(Boundary annotation records)

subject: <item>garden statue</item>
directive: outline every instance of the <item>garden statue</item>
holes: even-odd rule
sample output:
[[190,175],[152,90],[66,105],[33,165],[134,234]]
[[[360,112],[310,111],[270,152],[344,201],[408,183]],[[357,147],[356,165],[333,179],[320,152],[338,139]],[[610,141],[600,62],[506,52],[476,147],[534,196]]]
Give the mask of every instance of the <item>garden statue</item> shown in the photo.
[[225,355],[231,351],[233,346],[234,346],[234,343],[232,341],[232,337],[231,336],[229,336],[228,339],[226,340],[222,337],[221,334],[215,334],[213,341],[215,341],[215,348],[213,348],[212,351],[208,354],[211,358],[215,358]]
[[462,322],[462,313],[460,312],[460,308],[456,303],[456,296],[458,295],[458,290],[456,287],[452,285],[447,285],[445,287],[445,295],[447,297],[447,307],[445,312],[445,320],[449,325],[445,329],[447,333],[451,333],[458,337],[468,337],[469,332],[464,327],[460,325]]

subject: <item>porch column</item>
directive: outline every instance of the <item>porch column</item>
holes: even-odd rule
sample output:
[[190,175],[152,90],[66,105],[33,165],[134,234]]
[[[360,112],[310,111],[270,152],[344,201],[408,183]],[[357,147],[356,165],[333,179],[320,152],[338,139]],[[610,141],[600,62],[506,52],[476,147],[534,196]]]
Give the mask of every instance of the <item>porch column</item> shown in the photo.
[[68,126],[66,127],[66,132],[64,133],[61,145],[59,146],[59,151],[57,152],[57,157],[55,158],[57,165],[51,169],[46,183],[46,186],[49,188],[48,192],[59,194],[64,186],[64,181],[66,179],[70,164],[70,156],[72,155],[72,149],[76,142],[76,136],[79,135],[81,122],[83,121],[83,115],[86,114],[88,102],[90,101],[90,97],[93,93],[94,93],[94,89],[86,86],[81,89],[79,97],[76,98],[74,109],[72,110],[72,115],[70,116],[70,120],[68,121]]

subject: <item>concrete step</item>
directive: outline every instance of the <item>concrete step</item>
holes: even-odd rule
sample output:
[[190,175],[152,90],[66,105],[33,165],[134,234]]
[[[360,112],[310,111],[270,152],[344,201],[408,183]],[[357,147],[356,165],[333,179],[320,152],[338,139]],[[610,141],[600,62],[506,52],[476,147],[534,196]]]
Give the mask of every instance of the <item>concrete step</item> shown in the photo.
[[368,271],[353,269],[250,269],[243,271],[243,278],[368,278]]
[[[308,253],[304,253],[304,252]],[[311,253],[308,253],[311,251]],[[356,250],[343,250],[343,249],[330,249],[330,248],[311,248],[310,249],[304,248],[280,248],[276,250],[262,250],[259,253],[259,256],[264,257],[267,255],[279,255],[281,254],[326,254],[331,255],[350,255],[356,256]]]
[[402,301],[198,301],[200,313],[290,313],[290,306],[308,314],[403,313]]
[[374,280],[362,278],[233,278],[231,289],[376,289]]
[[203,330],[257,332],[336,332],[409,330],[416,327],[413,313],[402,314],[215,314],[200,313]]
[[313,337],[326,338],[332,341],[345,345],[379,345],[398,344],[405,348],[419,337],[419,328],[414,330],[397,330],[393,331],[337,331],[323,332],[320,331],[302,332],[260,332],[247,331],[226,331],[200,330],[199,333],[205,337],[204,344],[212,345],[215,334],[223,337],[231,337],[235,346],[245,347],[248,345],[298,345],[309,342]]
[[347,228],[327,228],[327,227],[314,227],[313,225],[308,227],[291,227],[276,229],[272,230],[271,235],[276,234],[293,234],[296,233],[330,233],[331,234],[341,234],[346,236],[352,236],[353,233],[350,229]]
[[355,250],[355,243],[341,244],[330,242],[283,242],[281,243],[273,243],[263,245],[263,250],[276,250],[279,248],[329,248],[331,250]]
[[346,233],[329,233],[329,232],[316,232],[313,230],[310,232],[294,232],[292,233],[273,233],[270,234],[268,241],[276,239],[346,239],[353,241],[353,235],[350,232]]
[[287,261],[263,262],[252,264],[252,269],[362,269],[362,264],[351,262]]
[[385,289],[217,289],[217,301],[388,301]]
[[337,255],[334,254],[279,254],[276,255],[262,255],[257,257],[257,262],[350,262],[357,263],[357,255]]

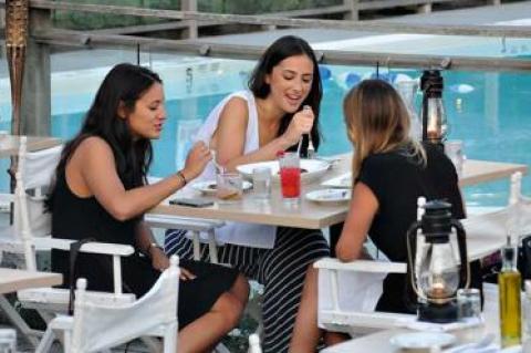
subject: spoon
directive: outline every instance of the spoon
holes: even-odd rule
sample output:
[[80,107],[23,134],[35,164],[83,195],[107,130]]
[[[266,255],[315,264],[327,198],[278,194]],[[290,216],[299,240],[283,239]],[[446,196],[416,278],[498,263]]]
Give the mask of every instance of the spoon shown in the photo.
[[216,149],[210,149],[210,154],[212,155],[212,163],[214,163],[214,166],[216,167],[216,170],[218,172],[218,174],[223,174],[225,167],[219,165],[218,162],[216,160]]
[[465,352],[468,352],[469,350],[473,352],[473,350],[479,350],[488,346],[490,343],[492,343],[492,341],[494,341],[494,334],[488,333],[478,342],[465,343],[465,344],[455,346],[452,349],[449,349],[445,351],[445,353],[460,353],[460,352],[465,353]]

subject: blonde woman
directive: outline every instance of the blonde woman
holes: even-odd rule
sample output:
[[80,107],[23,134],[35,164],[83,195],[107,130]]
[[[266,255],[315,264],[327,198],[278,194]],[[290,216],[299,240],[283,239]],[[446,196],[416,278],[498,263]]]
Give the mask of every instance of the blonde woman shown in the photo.
[[[437,146],[421,146],[409,137],[409,116],[392,85],[366,80],[343,104],[348,138],[354,147],[354,185],[348,215],[336,245],[341,261],[361,257],[366,237],[389,260],[406,262],[406,231],[416,219],[419,196],[446,199],[452,215],[464,218],[457,173]],[[313,284],[313,285],[312,285]],[[377,311],[414,312],[416,299],[405,274],[388,274]],[[292,339],[292,352],[312,352],[316,326],[315,279],[306,283]],[[332,343],[333,334],[326,336]]]

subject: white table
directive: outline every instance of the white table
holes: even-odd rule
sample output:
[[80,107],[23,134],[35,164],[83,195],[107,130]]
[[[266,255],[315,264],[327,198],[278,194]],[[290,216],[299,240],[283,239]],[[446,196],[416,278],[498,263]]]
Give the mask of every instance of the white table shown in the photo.
[[[44,136],[28,136],[27,150],[35,152],[61,145],[61,139]],[[15,156],[19,153],[20,136],[0,135],[0,158]]]
[[61,273],[0,268],[0,294],[28,288],[58,285],[62,282]]
[[[321,179],[310,185],[302,186],[302,194],[323,188],[321,183],[336,176],[341,176],[351,169],[352,154],[339,156],[341,162],[336,167],[327,172]],[[527,173],[528,167],[521,164],[467,160],[464,165],[464,175],[460,178],[461,186],[491,181],[510,177],[516,172]],[[301,197],[299,207],[287,207],[282,203],[280,187],[273,185],[272,196],[269,204],[257,203],[251,193],[246,193],[241,203],[230,205],[215,204],[211,207],[194,208],[168,205],[163,203],[154,207],[149,212],[191,218],[220,219],[242,221],[272,226],[300,227],[310,229],[326,228],[345,220],[348,205],[320,205]],[[199,194],[197,197],[205,197]],[[207,197],[205,197],[207,198]]]

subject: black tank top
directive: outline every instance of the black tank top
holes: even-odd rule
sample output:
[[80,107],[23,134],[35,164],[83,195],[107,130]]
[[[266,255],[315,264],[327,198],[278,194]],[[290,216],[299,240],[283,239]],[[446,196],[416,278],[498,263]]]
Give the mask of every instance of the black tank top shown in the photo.
[[[51,205],[53,238],[74,240],[92,238],[95,241],[135,246],[137,219],[116,220],[94,196],[86,198],[76,196],[66,183],[65,172],[58,175],[53,193]],[[69,251],[52,250],[52,270],[64,274],[63,287],[67,287]],[[113,289],[111,256],[80,253],[75,272],[75,278],[87,279],[91,290]],[[124,290],[127,291],[127,288]]]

REQUIREMENT:
Lay out every line of the records above as a Markdown table with the columns "Row" and "Line," numbering the rows and leaving out blank lines. Keep the pictures out of your answer.

RESULT OF THIS EXERCISE:
| Row | Line |
|---|---|
| 1 | subject: <item>garden statue</item> |
| 2 | directive: outline every instance of the <item>garden statue</item> |
| 3 | holes: even-odd rule |
| 4 | sample output: |
| 5 | [[190,175],[152,90],[66,105],[33,165],[134,234]] |
| 6 | [[[360,112],[310,111],[270,152],[344,201],[408,183]],[[357,147],[356,165],[333,179],[320,152],[338,139]],[[610,141],[600,62],[506,52],[476,147],[534,196]]] |
| 7 | Give the mask of every instance of the <item>garden statue</item> shown in the photo. |
| 8 | [[225,355],[231,351],[233,346],[234,346],[234,343],[232,341],[232,337],[231,336],[229,336],[228,339],[226,340],[222,337],[221,334],[215,334],[213,341],[215,341],[215,348],[213,348],[212,351],[208,354],[211,358],[215,358]] |
| 9 | [[462,322],[462,313],[460,312],[460,308],[456,303],[456,296],[458,295],[458,290],[456,287],[452,285],[447,285],[445,287],[445,295],[447,297],[447,307],[445,312],[445,320],[449,325],[445,329],[447,333],[451,333],[458,337],[468,337],[469,332],[464,327],[460,325]] |
| 10 | subject: <item>porch column</item> |
| 11 | directive: outline every instance of the <item>porch column</item> |
| 12 | holes: even-odd rule |
| 13 | sample output: |
| 14 | [[190,175],[152,90],[66,105],[33,165],[134,234]] |
| 15 | [[[360,112],[310,111],[270,152],[344,201],[408,183]],[[357,147],[356,165],[333,179],[320,152],[338,139]],[[610,141],[600,62],[506,52],[476,147],[534,196]]] |
| 16 | Give the mask of every instance of the <item>porch column</item> shown in the photo. |
| 17 | [[68,126],[66,127],[66,132],[64,133],[61,145],[59,146],[59,151],[57,152],[57,157],[55,158],[57,165],[51,169],[46,183],[46,186],[49,188],[48,192],[59,194],[64,186],[64,181],[66,179],[70,164],[70,156],[72,155],[72,149],[76,142],[76,136],[79,135],[81,122],[83,121],[83,115],[86,114],[88,102],[90,101],[90,97],[93,93],[94,93],[94,89],[86,86],[81,89],[79,97],[76,98],[74,109],[72,110],[72,115],[70,116],[70,120],[68,121]] |
| 18 | subject: <item>concrete step</item> |
| 19 | directive: outline every instance of the <item>concrete step</item> |
| 20 | holes: even-odd rule |
| 21 | sample output: |
| 22 | [[190,175],[152,90],[66,105],[33,165],[134,234]] |
| 23 | [[[360,112],[310,111],[270,152],[344,201],[408,183]],[[357,147],[356,165],[333,179],[320,152],[338,139]],[[610,141],[600,62],[506,52],[476,147],[534,196]]] |
| 24 | Give the mask of every instance of the <item>concrete step</item> shown in the photo. |
| 25 | [[368,271],[353,269],[250,269],[243,271],[243,278],[368,278]] |
| 26 | [[[308,253],[304,253],[304,252]],[[311,253],[308,253],[311,251]],[[356,250],[343,250],[343,249],[330,249],[330,248],[311,248],[310,249],[304,248],[280,248],[276,250],[262,250],[259,253],[259,256],[264,257],[267,255],[279,255],[281,254],[326,254],[331,255],[350,255],[356,256]]] |
| 27 | [[402,301],[198,301],[200,313],[290,313],[290,306],[308,314],[403,313]] |
| 28 | [[374,280],[362,278],[233,278],[231,289],[376,289]] |
| 29 | [[203,330],[257,332],[336,332],[409,330],[416,327],[413,313],[402,314],[215,314],[200,313]] |
| 30 | [[313,337],[326,338],[332,341],[345,345],[379,345],[398,344],[405,348],[419,337],[419,328],[414,330],[397,330],[393,331],[337,331],[323,332],[320,331],[302,332],[260,332],[247,331],[226,331],[200,330],[199,333],[205,337],[204,344],[212,345],[215,334],[223,337],[231,337],[235,346],[245,347],[248,345],[298,345],[309,342]] |
| 31 | [[347,228],[327,228],[327,227],[314,227],[313,225],[308,227],[291,227],[276,229],[272,230],[271,235],[276,234],[293,234],[296,233],[330,233],[331,234],[341,234],[346,236],[352,236],[353,233],[350,229]] |
| 32 | [[355,250],[355,243],[341,244],[330,242],[283,242],[281,243],[273,243],[263,245],[263,250],[276,250],[279,248],[329,248],[331,250]] |
| 33 | [[346,233],[329,233],[329,232],[316,232],[313,230],[310,232],[294,232],[292,233],[273,233],[270,234],[268,241],[276,239],[346,239],[353,241],[353,235],[350,232]] |
| 34 | [[287,261],[263,262],[252,264],[252,269],[362,269],[362,264],[351,262]] |
| 35 | [[385,289],[217,289],[217,301],[388,301]] |
| 36 | [[337,255],[334,254],[279,254],[276,255],[262,255],[257,257],[257,262],[350,262],[357,263],[357,255]] |
| 37 | subject: spoon |
| 38 | directive: outline every instance of the spoon |
| 39 | holes: even-odd rule |
| 40 | sample output: |
| 41 | [[80,107],[23,134],[35,164],[83,195],[107,130]] |
| 42 | [[[266,255],[315,264],[327,198],[278,194]],[[290,216],[299,240],[283,239]],[[446,196],[416,278],[498,263]]] |
| 43 | Give the mask of every instance of the spoon shown in the photo. |
| 44 | [[216,149],[210,149],[210,154],[212,155],[212,163],[214,163],[214,166],[216,167],[216,170],[218,172],[218,174],[223,174],[225,167],[219,165],[218,162],[216,160]] |
| 45 | [[465,352],[468,352],[469,350],[473,352],[473,350],[479,350],[488,346],[490,343],[492,343],[492,341],[494,341],[494,334],[488,333],[478,342],[465,343],[465,344],[455,346],[452,349],[449,349],[445,351],[445,353],[460,353],[460,352],[465,353]] |
| 46 | subject: blonde woman |
| 47 | directive: outline every instance of the blonde woman |
| 48 | holes: even-odd rule |
| 49 | sample output: |
| 50 | [[80,107],[23,134],[35,164],[83,195],[107,130]] |
| 51 | [[[266,255],[315,264],[327,198],[278,194]],[[290,216],[299,240],[283,239]],[[446,196],[416,278],[498,263]]] |
| 52 | Give the mask of every instance of the blonde woman shown in the photo. |
| 53 | [[[437,146],[421,146],[409,137],[409,116],[392,85],[366,80],[343,104],[348,138],[354,147],[354,185],[348,215],[336,245],[341,261],[361,257],[366,237],[389,260],[406,262],[406,231],[416,219],[419,196],[446,199],[452,215],[464,218],[457,173]],[[313,284],[313,285],[312,285]],[[377,311],[414,312],[416,299],[405,274],[388,274]],[[292,339],[292,352],[312,352],[316,326],[315,279],[306,283]],[[332,343],[333,334],[326,336]]] |
| 54 | subject: white table |
| 55 | directive: outline every instance of the white table |
| 56 | holes: even-odd rule |
| 57 | sample output: |
| 58 | [[80,107],[23,134],[35,164],[83,195],[107,130]] |
| 59 | [[[266,255],[315,264],[327,198],[278,194]],[[290,216],[299,240],[283,239]],[[446,196],[416,278],[498,263]]] |
| 60 | Give the mask of every instance of the white table shown in the photo. |
| 61 | [[[44,136],[28,136],[27,150],[35,152],[61,145],[61,139]],[[15,156],[19,153],[20,136],[0,135],[0,158]]] |
| 62 | [[61,273],[0,268],[0,294],[28,288],[58,285],[62,282]] |
| 63 | [[[321,179],[310,185],[302,186],[302,194],[323,188],[321,183],[336,176],[341,176],[351,169],[352,154],[339,156],[341,162],[336,167],[327,172]],[[527,173],[528,167],[521,164],[467,160],[464,165],[464,175],[460,178],[461,186],[491,181],[510,177],[516,172]],[[301,197],[299,207],[287,207],[282,203],[280,187],[273,185],[272,196],[269,204],[257,203],[251,193],[246,193],[241,203],[230,205],[215,204],[211,207],[194,208],[168,205],[163,203],[154,207],[149,212],[191,218],[220,219],[242,221],[272,226],[300,227],[310,229],[326,228],[345,220],[348,205],[320,205]],[[199,194],[197,197],[205,197]],[[207,197],[205,197],[207,198]]] |
| 64 | subject: black tank top |
| 65 | directive: outline every instance of the black tank top |
| 66 | holes: even-odd rule |
| 67 | sample output: |
| 68 | [[80,107],[23,134],[35,164],[83,195],[107,130]] |
| 69 | [[[266,255],[315,264],[327,198],[278,194]],[[290,216],[299,240],[283,239]],[[446,196],[416,278],[498,263]]] |
| 70 | Give the mask of every instance of the black tank top shown in the photo. |
| 71 | [[[51,205],[53,238],[74,240],[92,238],[95,241],[135,246],[137,219],[116,220],[94,196],[86,198],[76,196],[66,183],[65,172],[58,175],[53,193]],[[69,251],[52,250],[52,270],[64,274],[63,287],[67,287]],[[113,289],[111,256],[80,253],[75,272],[75,278],[87,279],[91,290]],[[124,290],[127,291],[127,288]]] |